◆ Exercise ◆
Set down every entry exactly as it was written.

◆ Data under study ◆
----------------------------------------

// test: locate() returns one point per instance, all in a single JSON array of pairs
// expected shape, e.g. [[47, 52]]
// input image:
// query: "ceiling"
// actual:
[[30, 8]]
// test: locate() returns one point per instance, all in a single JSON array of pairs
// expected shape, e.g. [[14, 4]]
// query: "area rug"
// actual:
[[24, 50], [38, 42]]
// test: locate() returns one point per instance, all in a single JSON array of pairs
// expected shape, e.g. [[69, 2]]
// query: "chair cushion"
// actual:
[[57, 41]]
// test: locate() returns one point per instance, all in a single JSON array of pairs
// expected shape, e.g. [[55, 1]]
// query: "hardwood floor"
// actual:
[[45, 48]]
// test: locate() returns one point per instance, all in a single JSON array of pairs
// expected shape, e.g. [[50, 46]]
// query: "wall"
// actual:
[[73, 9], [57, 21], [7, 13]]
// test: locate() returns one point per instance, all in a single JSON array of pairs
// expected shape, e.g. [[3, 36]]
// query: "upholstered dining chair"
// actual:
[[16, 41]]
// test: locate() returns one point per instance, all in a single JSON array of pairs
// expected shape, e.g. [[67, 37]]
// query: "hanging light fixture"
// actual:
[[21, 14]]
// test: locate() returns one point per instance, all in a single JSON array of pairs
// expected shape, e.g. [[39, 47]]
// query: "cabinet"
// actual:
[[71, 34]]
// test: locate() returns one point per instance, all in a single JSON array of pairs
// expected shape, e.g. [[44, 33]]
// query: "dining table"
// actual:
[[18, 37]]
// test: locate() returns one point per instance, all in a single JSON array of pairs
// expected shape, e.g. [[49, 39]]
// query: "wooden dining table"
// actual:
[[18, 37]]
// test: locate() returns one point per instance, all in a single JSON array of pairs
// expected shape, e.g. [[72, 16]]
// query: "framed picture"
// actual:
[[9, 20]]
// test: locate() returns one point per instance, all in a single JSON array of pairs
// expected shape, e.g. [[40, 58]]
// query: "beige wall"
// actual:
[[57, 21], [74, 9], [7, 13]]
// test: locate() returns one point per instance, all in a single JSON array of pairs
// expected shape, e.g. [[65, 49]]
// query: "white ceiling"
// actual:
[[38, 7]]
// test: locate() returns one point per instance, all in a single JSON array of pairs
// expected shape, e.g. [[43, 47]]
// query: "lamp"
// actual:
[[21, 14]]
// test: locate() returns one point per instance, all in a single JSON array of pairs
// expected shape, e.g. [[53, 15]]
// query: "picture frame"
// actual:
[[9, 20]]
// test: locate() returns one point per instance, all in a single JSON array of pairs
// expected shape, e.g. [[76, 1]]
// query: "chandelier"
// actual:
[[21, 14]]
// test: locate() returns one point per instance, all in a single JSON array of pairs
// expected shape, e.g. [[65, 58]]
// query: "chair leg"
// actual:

----------------------------------------

◆ Finished task ◆
// test: locate() returns one point per instance, all in a single JSON array of pairs
// expected shape, e.g. [[47, 52]]
// input image:
// query: "ceiling"
// actual:
[[30, 8]]
// test: locate() returns one point per instance, all in a single JSON array of pairs
// expected shape, e.g. [[14, 4]]
// query: "area rug"
// actual:
[[24, 50], [38, 42]]
// test: locate() returns one point per instance, all in a single JSON array of pairs
// expected shape, e.g. [[69, 2]]
// query: "chair cushion"
// actual:
[[57, 41]]
// test: locate() returns one point per instance, all in a single JSON array of pairs
// expected shape, e.g. [[55, 1]]
// query: "hardwood floor"
// actual:
[[45, 48]]
// test: locate() returns one point per instance, all in a single JSON array of pairs
// expected shape, e.g. [[50, 46]]
// query: "wall"
// actual:
[[73, 9], [57, 21], [7, 13]]
// test: locate() returns one point per instance, all in a single JSON array of pairs
// expected shape, e.g. [[3, 36]]
// query: "upholstered dining chair"
// actual:
[[16, 41]]
// test: locate() returns one point per instance, all in a single JSON array of pairs
// expected shape, e.g. [[67, 37]]
// query: "hanging light fixture"
// actual:
[[21, 14]]
// test: locate() returns one point per instance, all in a single JSON array of pairs
// expected shape, e.g. [[39, 47]]
// query: "cabinet"
// actual:
[[71, 34]]
// test: locate() returns one point per instance, all in a single JSON array of pairs
// expected shape, e.g. [[44, 33]]
// query: "dining table"
// actual:
[[18, 37]]
// test: locate() returns one point per instance, all in a single JSON array of pairs
// expected shape, e.g. [[49, 39]]
// query: "wooden dining table"
// actual:
[[18, 37]]
// test: locate() returns one point per instance, all in a single JSON array of pairs
// expected shape, e.g. [[72, 16]]
// query: "framed picture"
// actual:
[[9, 20]]
// test: locate() returns one point per instance, all in a single JSON array of pairs
// expected shape, e.g. [[40, 58]]
// query: "beige wall"
// actual:
[[57, 21], [74, 9], [7, 13]]
// test: locate() returns one point per instance, all in a single JSON array of pairs
// expected shape, e.g. [[65, 49]]
// query: "white ceiling"
// actual:
[[38, 7]]
// test: locate() returns one point per instance, all in a single JSON array of pairs
// expected shape, e.g. [[43, 47]]
// query: "lamp"
// actual:
[[21, 14]]
// test: locate() returns one point per instance, all in a single JSON array of pairs
// expected shape, e.g. [[53, 15]]
// query: "picture frame"
// actual:
[[9, 20]]
// test: locate() returns one point per instance, all in a single JSON array of pairs
// expected shape, e.g. [[76, 1]]
// query: "chandelier"
// actual:
[[21, 14]]
// test: locate() returns one point per instance, all in a single JSON array of pairs
// expected shape, e.g. [[65, 58]]
// query: "chair leg"
// actual:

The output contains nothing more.